▶ _Dataset records_:
========

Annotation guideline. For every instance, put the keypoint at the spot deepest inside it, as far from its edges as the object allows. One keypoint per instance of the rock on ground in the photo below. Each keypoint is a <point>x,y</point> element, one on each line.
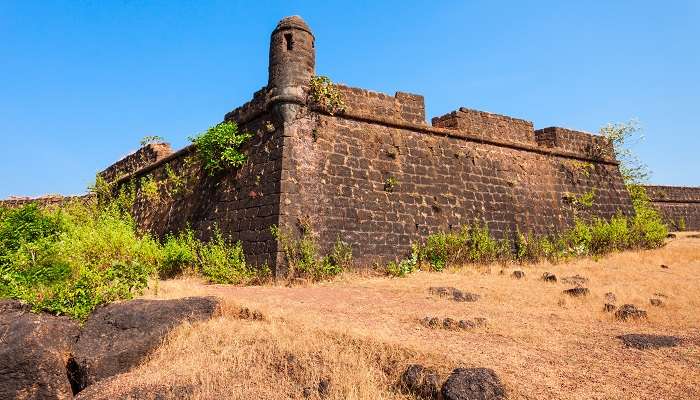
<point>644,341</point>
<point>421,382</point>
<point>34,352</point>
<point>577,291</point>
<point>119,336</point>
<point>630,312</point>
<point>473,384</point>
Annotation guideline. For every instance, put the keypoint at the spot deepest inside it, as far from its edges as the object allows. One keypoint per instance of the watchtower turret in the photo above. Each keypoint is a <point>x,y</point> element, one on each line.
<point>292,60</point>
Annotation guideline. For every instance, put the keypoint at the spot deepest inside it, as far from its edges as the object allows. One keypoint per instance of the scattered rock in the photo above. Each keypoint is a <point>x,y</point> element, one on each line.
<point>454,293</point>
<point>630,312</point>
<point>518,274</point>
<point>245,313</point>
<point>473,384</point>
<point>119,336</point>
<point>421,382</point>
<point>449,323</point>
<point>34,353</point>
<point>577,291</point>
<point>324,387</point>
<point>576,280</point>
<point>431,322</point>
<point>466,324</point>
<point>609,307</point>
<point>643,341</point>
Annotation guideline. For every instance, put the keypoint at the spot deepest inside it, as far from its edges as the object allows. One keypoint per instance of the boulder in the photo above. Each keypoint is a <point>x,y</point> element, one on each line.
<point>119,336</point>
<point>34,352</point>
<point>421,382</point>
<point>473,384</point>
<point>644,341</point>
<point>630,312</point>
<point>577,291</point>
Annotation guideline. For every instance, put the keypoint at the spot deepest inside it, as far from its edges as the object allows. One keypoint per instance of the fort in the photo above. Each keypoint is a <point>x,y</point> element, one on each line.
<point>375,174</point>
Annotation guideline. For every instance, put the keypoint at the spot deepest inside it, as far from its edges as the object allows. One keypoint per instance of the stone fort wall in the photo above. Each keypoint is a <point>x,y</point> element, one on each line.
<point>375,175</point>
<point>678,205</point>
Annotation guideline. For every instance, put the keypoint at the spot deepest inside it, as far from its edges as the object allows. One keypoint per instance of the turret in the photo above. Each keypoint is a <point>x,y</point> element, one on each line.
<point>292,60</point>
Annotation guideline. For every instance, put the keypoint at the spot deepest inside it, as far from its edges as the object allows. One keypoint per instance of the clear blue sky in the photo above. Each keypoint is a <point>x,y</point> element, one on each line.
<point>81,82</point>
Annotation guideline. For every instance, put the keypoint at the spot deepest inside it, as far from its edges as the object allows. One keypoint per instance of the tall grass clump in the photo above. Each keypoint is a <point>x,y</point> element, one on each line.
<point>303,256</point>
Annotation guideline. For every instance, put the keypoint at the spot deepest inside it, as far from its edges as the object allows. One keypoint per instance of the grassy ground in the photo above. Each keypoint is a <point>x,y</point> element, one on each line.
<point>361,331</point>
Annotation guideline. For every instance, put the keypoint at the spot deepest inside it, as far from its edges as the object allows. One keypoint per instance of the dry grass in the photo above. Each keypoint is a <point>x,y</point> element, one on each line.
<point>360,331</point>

========

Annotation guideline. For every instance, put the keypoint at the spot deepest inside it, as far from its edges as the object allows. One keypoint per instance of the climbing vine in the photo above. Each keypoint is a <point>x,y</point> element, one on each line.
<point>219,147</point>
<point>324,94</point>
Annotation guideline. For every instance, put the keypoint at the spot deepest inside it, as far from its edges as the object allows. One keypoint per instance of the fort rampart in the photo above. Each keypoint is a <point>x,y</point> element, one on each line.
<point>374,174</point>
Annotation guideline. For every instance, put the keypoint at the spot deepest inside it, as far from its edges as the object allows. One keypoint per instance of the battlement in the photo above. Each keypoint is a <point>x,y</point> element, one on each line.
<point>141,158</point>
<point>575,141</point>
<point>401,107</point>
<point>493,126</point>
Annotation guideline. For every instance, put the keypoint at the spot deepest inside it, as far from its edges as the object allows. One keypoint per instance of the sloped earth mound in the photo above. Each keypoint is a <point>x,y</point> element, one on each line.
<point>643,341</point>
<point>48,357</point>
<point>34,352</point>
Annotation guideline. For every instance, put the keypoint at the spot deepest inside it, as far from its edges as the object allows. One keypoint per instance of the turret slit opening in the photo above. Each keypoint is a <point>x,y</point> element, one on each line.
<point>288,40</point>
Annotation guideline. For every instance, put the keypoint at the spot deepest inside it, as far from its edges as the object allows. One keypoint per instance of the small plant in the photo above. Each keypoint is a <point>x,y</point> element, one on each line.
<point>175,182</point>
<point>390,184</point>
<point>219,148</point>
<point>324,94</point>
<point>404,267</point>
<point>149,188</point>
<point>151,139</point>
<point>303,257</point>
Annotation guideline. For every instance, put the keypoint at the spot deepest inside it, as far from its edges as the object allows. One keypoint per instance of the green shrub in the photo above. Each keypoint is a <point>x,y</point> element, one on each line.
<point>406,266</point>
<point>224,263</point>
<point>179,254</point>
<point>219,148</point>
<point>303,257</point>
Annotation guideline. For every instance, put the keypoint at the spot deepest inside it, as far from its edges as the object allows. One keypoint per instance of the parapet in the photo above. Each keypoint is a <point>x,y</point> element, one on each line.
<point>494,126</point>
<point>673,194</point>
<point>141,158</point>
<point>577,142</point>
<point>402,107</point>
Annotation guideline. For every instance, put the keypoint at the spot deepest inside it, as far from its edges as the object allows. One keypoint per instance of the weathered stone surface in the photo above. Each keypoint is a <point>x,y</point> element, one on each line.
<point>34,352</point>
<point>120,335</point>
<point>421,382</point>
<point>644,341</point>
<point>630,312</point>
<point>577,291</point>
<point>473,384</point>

========

▶ _Required task_:
Repeat verbatim the lines of the entries above that begin with the line containing "of the scattered" and end with the line containing "<point>466,324</point>", including both of those lines.

▶ _Output of the task_:
Annotation guideline. For every instance, put the keypoint at the spot deepest inside it, as far from its edges as the object allows. One keypoint per instance of the scattered rock in the photo above. Each keypoint is a <point>x,y</point> element, one on each line.
<point>454,293</point>
<point>630,312</point>
<point>518,274</point>
<point>245,313</point>
<point>473,384</point>
<point>119,336</point>
<point>421,382</point>
<point>449,323</point>
<point>34,353</point>
<point>577,291</point>
<point>324,387</point>
<point>576,280</point>
<point>431,322</point>
<point>466,324</point>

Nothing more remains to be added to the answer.